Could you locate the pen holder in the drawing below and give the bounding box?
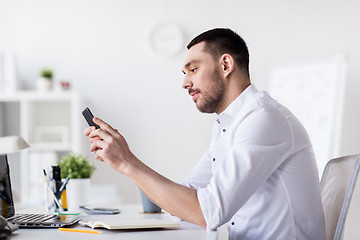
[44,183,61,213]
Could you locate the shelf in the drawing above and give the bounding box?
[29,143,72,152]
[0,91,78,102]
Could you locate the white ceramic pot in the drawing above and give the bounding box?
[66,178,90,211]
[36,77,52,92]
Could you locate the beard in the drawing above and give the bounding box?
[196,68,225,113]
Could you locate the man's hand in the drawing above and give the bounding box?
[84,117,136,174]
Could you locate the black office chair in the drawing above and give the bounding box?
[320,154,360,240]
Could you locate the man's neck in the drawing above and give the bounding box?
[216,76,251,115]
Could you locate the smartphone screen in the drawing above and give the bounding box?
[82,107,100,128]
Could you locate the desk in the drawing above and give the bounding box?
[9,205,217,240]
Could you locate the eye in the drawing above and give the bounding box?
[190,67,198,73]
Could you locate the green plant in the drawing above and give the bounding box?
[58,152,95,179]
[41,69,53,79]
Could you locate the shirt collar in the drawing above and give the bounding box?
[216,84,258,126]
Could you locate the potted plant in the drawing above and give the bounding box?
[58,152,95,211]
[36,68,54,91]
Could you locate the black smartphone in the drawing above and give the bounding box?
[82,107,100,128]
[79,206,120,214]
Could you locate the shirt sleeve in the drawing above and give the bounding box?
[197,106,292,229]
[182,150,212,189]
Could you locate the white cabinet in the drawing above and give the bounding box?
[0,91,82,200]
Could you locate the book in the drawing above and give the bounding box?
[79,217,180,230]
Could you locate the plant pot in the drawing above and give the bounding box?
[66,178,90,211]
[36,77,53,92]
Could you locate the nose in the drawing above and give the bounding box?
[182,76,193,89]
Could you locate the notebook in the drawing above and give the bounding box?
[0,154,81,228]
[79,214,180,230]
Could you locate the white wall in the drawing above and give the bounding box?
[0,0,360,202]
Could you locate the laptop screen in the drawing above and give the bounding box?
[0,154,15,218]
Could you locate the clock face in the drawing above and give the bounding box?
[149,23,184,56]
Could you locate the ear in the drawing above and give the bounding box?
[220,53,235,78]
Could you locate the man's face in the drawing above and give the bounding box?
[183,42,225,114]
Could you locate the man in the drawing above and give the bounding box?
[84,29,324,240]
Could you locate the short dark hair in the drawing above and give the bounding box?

• [Task to carry out]
Count the lines in the records above that contain the string "shirt", treating uppercase and lowercase as different, and reply with the number alone.

• [Exercise output]
2